**Given task**. Render the data below as a Markdown table with two columns, Row and Text. Give each nonblank line its own row, numbered in order.
- - -
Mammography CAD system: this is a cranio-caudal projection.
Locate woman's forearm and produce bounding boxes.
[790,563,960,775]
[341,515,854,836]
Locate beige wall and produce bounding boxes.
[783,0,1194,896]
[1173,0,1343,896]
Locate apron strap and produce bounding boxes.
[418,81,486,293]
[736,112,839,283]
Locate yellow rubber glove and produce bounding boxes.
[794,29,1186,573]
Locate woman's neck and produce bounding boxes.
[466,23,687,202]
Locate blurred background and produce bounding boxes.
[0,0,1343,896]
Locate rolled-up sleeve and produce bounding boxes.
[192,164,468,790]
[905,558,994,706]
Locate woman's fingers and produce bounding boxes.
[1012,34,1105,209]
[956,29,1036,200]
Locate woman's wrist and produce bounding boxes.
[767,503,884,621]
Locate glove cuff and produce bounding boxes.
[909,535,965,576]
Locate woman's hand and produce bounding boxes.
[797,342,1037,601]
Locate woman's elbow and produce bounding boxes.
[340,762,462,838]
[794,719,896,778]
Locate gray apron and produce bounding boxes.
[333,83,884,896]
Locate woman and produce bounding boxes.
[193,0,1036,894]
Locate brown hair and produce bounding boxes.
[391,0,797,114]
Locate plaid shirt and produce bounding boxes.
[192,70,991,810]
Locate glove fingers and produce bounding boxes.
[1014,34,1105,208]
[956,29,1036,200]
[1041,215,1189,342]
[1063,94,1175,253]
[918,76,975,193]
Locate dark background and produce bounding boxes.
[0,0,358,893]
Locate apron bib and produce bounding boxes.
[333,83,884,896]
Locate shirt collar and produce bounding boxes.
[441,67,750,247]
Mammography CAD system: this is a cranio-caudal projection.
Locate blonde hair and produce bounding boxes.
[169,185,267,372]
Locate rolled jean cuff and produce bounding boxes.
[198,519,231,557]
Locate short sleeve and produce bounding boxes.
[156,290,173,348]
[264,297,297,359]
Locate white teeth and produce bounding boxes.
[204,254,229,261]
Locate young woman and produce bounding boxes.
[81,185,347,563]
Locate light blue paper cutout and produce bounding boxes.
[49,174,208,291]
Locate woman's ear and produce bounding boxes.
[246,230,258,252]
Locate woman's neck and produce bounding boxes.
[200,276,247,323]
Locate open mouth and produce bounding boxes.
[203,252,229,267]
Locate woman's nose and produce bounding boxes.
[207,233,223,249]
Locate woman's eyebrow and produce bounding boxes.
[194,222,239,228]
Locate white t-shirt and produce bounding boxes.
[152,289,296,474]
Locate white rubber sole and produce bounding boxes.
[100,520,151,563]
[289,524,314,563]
- - -
**Response below**.
| Row | Text |
|---|---|
| 1 | Mammography CAD system: this is a cranio-caudal projection. |
| 2 | Locate woman's forearm and produce bounding boxes. |
| 3 | [790,563,960,775] |
| 4 | [341,515,854,836] |
| 5 | Locate beige wall and produce bounding boxes. |
| 6 | [783,0,1194,896] |
| 7 | [1173,0,1343,896] |
| 8 | Locate apron strap and produce bounding boxes. |
| 9 | [418,81,486,293] |
| 10 | [736,112,839,283] |
| 11 | Locate yellow rubber glove and produce bounding boxes. |
| 12 | [794,29,1186,573] |
| 13 | Locate woman's neck and produce bounding boxes. |
| 14 | [466,23,687,202] |
| 15 | Locate blurred background and produce bounding boxes. |
| 16 | [0,0,1343,896] |
| 17 | Locate rolled-up sleeve and produce bounding boxes. |
| 18 | [192,164,468,790] |
| 19 | [905,558,994,706] |
| 20 | Locate woman's fingers and produce bounding boxes. |
| 21 | [1012,34,1105,209] |
| 22 | [956,29,1036,200] |
| 23 | Locate woman's wrist and produce bounding boxes. |
| 24 | [767,503,884,621] |
| 25 | Locate glove cuff and produce bounding boxes. |
| 26 | [909,535,965,576] |
| 27 | Locate woman's hand and produce bounding boxes. |
| 28 | [797,342,1037,601] |
| 29 | Locate woman's elbow and produce bounding boxes. |
| 30 | [340,762,462,838] |
| 31 | [794,719,896,778] |
| 32 | Locate gray apron and produce bounding boxes. |
| 33 | [333,83,884,896] |
| 34 | Locate woman and produce bounding boxes. |
| 35 | [193,0,1036,894] |
| 36 | Locate brown hair and produce bounding boxes. |
| 37 | [391,0,797,114] |
| 38 | Locate plaid shirt and produce bounding boxes. |
| 39 | [192,70,991,810] |
| 40 | Locate glove fingers and produce bounding boxes. |
| 41 | [1014,34,1105,208] |
| 42 | [956,29,1036,200] |
| 43 | [1041,215,1189,342] |
| 44 | [1063,94,1175,253] |
| 45 | [918,76,975,193] |
| 46 | Locate dark background and produce bounding boxes. |
| 47 | [0,0,358,893] |
| 48 | Locate apron bib and produce bounding boxes. |
| 49 | [333,83,884,896] |
| 50 | Locate shirt collar and produce bounding boxes. |
| 51 | [441,67,750,247] |
| 52 | Mammography CAD system: this is a cranio-caudal projection. |
| 53 | Locate blonde hair and produce bounding boxes. |
| 54 | [169,185,267,372] |
| 55 | Locate rolled jean cuff and produce bounding boxes. |
| 56 | [198,519,231,557] |
| 57 | Locate short sleeve and produce bounding boxes. |
| 58 | [156,290,173,348] |
| 59 | [264,297,297,359] |
| 60 | Locate white teeth and produce bounding boxes. |
| 61 | [204,254,229,261] |
| 62 | Locate young woman and produce bounding boxes. |
| 63 | [81,185,347,563] |
| 64 | Locate light blue paper cutout and produce bounding boxes. |
| 65 | [49,174,208,291] |
| 66 | Locate woman's ear and produce bounding boxes. |
| 67 | [246,230,258,252] |
| 68 | Locate woman's neck and produce bounding boxes. |
| 69 | [200,276,247,323] |
| 70 | Locate open mouth and produce bounding boxes. |
| 71 | [203,252,229,267] |
| 72 | Locate woman's nose and produce bounding boxes. |
| 73 | [207,233,223,249] |
| 74 | Locate woman's eyebrow and produce bounding boxes. |
| 75 | [194,222,239,228] |
| 76 | Locate white t-shirt and produce bounding boxes. |
| 77 | [152,289,296,474] |
| 78 | Locate white rubber sole and produce bounding boxes. |
| 79 | [100,520,151,563] |
| 80 | [289,524,314,563] |